● Required work
Copy the part of the thread starting with "From the OpenAI" and going on through "-> https://github.com/openai/simple-evals .", replacing "human translators" with "linguists" in each place it occurs.

● Extract

^^^^^^^^

EleutherAI / lm-evaluation-harness

A framework for few-shot evaluation of language models.
https://www.eleuther.ai
MIT License
7.05k stars 1.89k forks source link

New Task: `openai_mmmlu` professionaly translated by OpenAI as part of o1 release #2305

Open giuliolovisotto opened 2 months ago

giuliolovisotto commented 2 months ago

From the OpenAI o1 System Card:

"we translated MMLU’s[39] test set into 14 languages using professional human translators. This approach differs from the GPT-4 Paper where MMLU was machine translated with Azure Translate [14]. Relying on human translators for this evaluation increases confidence in the accuracy of the translations"

The datasets are included in their library here -> https://github.com/openai/simple-evals .

Is anyone working on this? I'd be interested in adding these to lm-evaluation-harness. What's a good way to structure this new task in terms of co-existing with the already present mmlu versions (kmllu, cmmlu, arabicmmlu, ...)

Tagging @baberabb 😄

baberabb commented 2 months ago

Hi! This would be great! We should be able to use the same nomenclature as they use here, maybe prepending it with openai?

This script to generate the task boilerplate should come in handy, and let me know if I can help!

^^^^^^^^

● Provided data

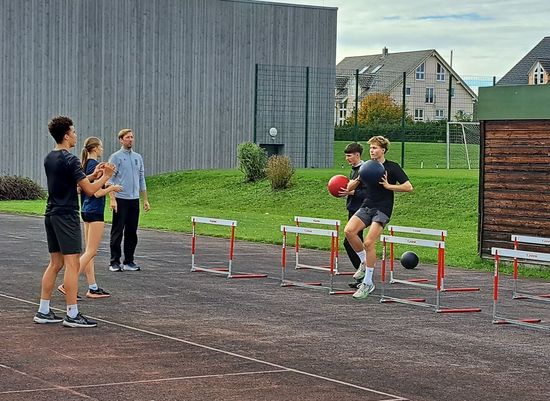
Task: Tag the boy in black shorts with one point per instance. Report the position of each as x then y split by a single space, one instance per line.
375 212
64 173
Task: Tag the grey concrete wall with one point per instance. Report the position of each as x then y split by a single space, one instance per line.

^^^^^^^^

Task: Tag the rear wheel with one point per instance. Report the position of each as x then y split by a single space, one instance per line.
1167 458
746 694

^^^^^^^^

● Your response
From the OpenAI o1 System Card:

"we translated MMLU’s[39] test set into 14 languages using professional linguists. This approach differs from the GPT-4 Paper where MMLU was machine translated with Azure Translate [14]. Relying on linguists for this evaluation increases confidence in the accuracy of the translations"

The datasets are included in their library here -> https://github.com/openai/simple-evals .